▶ _Task directions_: Your answer should consist of every line from the records that holds the string "single".

▶ _Records for the task_:
· · · · · · ·
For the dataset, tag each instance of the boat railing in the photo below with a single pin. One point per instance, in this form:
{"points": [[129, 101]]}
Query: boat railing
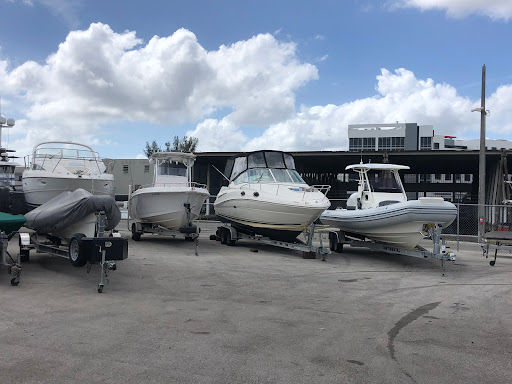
{"points": [[41, 155], [310, 188], [190, 184]]}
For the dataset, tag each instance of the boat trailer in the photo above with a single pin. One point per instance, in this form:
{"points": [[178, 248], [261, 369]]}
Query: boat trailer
{"points": [[337, 239], [229, 235], [497, 241], [80, 250], [190, 232], [13, 264]]}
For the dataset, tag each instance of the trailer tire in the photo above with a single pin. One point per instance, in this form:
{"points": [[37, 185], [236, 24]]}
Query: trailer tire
{"points": [[76, 258], [135, 234], [24, 255], [333, 243], [224, 233]]}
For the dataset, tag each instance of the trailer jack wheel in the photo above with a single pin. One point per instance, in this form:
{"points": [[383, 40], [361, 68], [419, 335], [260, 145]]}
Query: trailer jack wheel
{"points": [[135, 234]]}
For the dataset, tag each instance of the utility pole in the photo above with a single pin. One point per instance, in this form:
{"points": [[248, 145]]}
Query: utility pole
· · · · · · ·
▶ _Written solution_:
For the dataset, tag each instance of the boat railing in the photo below with a single pin. One point per instance, in this form:
For the dataset, tag each instance of the boat trailer in the photo above with a single pin. One point per instance, in this form:
For the dataset, tag each instance of the trailer tire in the photo above with a single pin. One point per instance, in this form:
For the dataset, tag each instance of the trailer jack wheel in the photo above with a single pin. One point per instance, in this form:
For the dataset, tag each instance of the utility pole in the photo above with a single pin. One point per instance, in this form:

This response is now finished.